Only the number is wanted: how many lines of the listing below contain "ukrainian"?

---

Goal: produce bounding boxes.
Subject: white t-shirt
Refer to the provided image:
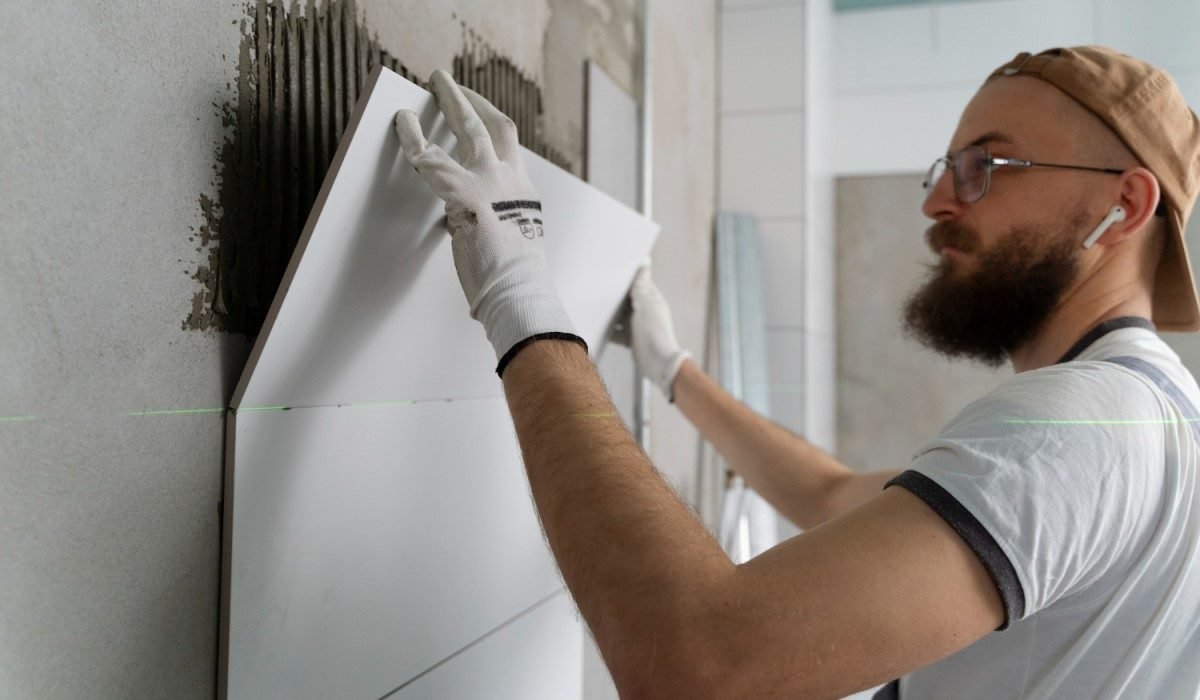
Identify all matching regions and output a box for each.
[883,319,1200,699]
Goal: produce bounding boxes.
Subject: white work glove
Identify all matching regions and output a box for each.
[394,69,584,375]
[629,267,690,401]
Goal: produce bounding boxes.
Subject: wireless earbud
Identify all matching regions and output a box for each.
[1082,205,1127,249]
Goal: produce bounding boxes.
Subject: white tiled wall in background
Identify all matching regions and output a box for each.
[833,0,1200,175]
[719,0,837,456]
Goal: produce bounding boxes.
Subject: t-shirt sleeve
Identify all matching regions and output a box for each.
[884,363,1164,629]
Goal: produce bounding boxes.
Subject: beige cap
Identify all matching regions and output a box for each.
[988,46,1200,332]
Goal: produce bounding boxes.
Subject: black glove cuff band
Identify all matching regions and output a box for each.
[495,332,589,377]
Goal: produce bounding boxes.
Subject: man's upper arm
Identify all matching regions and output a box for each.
[706,485,1004,698]
[824,468,904,521]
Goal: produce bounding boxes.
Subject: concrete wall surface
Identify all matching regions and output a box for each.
[835,174,1008,472]
[0,0,714,696]
[0,2,249,696]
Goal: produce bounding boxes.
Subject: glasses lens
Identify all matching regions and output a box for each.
[924,159,948,192]
[955,146,988,203]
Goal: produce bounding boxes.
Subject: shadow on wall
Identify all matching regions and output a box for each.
[184,0,569,339]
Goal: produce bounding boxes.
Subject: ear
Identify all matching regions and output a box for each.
[1100,167,1161,246]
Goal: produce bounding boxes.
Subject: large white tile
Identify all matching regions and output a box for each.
[225,400,564,698]
[757,219,805,327]
[390,591,583,700]
[833,87,976,176]
[1096,0,1200,72]
[720,5,805,112]
[233,67,658,410]
[720,112,805,215]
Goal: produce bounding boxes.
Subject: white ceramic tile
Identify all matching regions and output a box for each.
[720,5,805,113]
[934,0,1095,85]
[723,0,801,10]
[720,111,805,216]
[581,629,619,700]
[835,0,1094,94]
[391,591,583,700]
[804,194,837,336]
[833,87,976,176]
[233,67,659,410]
[225,399,564,698]
[804,330,837,452]
[1172,69,1200,114]
[834,4,936,94]
[767,330,805,396]
[769,385,805,432]
[224,67,654,699]
[758,219,805,327]
[1096,0,1200,72]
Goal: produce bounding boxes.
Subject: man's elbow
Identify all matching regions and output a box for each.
[605,623,746,699]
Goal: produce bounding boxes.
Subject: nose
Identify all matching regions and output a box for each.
[922,164,962,222]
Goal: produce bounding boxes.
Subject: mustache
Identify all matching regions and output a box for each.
[925,221,980,254]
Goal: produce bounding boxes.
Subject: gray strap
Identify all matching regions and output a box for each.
[1105,356,1200,446]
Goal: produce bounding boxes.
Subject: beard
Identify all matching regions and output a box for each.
[901,213,1086,367]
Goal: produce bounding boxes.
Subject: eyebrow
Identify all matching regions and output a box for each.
[948,130,1017,156]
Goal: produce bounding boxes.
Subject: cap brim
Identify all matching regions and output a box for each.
[1152,209,1200,332]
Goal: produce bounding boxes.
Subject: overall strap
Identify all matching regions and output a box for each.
[1105,356,1200,446]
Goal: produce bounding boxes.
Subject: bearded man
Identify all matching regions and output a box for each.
[397,46,1200,698]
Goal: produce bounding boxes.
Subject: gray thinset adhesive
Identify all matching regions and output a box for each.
[186,1,565,337]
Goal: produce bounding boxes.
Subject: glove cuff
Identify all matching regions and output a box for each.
[496,331,589,377]
[662,350,691,402]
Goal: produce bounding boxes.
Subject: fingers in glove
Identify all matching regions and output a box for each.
[395,109,468,199]
[631,265,656,305]
[460,86,522,166]
[429,69,497,166]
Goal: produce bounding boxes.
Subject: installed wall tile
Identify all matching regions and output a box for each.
[769,385,806,433]
[833,86,975,175]
[1096,0,1200,72]
[758,219,806,327]
[935,0,1094,85]
[720,111,805,215]
[834,5,937,94]
[720,4,805,112]
[805,174,837,336]
[835,0,1094,94]
[768,330,806,394]
[803,329,837,452]
[723,0,802,9]
[1171,70,1200,113]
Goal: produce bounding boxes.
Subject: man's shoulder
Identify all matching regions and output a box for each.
[958,359,1159,425]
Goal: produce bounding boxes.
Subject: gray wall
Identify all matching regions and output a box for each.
[0,1,716,695]
[836,174,1007,472]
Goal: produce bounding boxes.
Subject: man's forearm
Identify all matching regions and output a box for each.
[672,358,860,529]
[501,339,735,695]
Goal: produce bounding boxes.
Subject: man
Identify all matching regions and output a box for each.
[395,46,1200,698]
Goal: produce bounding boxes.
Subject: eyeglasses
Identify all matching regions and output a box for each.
[923,145,1126,204]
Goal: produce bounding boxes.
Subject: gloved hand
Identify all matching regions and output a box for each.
[629,266,690,401]
[394,69,584,375]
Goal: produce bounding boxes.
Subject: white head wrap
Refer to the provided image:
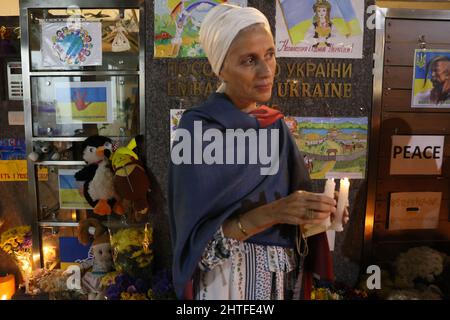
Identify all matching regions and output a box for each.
[199,4,271,93]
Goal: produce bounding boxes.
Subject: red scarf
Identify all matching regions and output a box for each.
[248,105,284,128]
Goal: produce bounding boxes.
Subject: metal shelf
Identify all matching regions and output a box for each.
[31,137,87,142]
[21,0,146,269]
[29,70,140,77]
[36,161,85,166]
[39,221,79,227]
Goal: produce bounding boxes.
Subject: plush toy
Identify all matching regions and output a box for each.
[110,136,150,217]
[53,141,73,161]
[78,218,114,300]
[28,141,60,162]
[75,135,123,215]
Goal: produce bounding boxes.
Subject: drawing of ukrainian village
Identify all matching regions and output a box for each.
[285,117,368,179]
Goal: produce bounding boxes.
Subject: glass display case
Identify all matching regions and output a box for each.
[20,0,145,270]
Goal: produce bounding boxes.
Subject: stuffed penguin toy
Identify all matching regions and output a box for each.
[75,135,123,215]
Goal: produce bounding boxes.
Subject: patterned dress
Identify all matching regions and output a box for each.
[195,228,298,300]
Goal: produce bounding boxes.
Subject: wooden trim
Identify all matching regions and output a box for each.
[377,1,450,10]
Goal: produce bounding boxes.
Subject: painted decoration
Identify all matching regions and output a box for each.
[41,21,102,67]
[285,116,367,179]
[276,0,364,58]
[412,49,450,108]
[154,0,247,58]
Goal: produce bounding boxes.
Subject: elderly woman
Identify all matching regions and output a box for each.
[169,4,344,300]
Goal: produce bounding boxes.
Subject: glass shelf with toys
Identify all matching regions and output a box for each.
[20,0,146,273]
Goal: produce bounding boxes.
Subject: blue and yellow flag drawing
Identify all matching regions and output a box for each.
[55,84,109,124]
[58,169,92,209]
[278,0,362,45]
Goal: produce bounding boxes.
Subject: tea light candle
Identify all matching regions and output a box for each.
[331,178,350,232]
[0,274,15,300]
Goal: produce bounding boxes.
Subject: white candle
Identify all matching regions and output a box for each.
[322,178,335,228]
[331,178,350,232]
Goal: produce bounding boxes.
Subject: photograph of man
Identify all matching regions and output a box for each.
[412,50,450,108]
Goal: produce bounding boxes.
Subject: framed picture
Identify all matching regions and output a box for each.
[54,81,114,125]
[412,49,450,108]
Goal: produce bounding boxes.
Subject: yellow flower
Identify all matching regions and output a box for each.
[100,271,120,287]
[111,226,154,254]
[120,292,131,300]
[129,293,148,300]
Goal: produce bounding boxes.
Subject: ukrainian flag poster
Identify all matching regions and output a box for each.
[276,0,364,58]
[54,81,114,124]
[58,169,92,209]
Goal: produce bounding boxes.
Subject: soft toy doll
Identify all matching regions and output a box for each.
[110,136,150,217]
[75,135,124,215]
[28,141,60,162]
[78,218,114,300]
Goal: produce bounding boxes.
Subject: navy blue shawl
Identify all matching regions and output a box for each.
[168,93,312,299]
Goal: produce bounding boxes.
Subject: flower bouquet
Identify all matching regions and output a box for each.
[109,224,153,280]
[102,269,175,300]
[311,279,369,300]
[0,225,33,292]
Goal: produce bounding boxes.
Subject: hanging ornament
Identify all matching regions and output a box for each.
[111,22,130,52]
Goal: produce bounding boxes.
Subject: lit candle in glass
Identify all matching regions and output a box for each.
[71,210,77,221]
[322,178,335,228]
[331,178,350,232]
[0,274,15,300]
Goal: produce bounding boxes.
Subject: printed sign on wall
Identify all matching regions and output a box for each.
[390,135,444,175]
[388,192,441,230]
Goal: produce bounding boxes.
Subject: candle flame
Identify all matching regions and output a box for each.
[1,294,7,300]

---

* Task solution *
2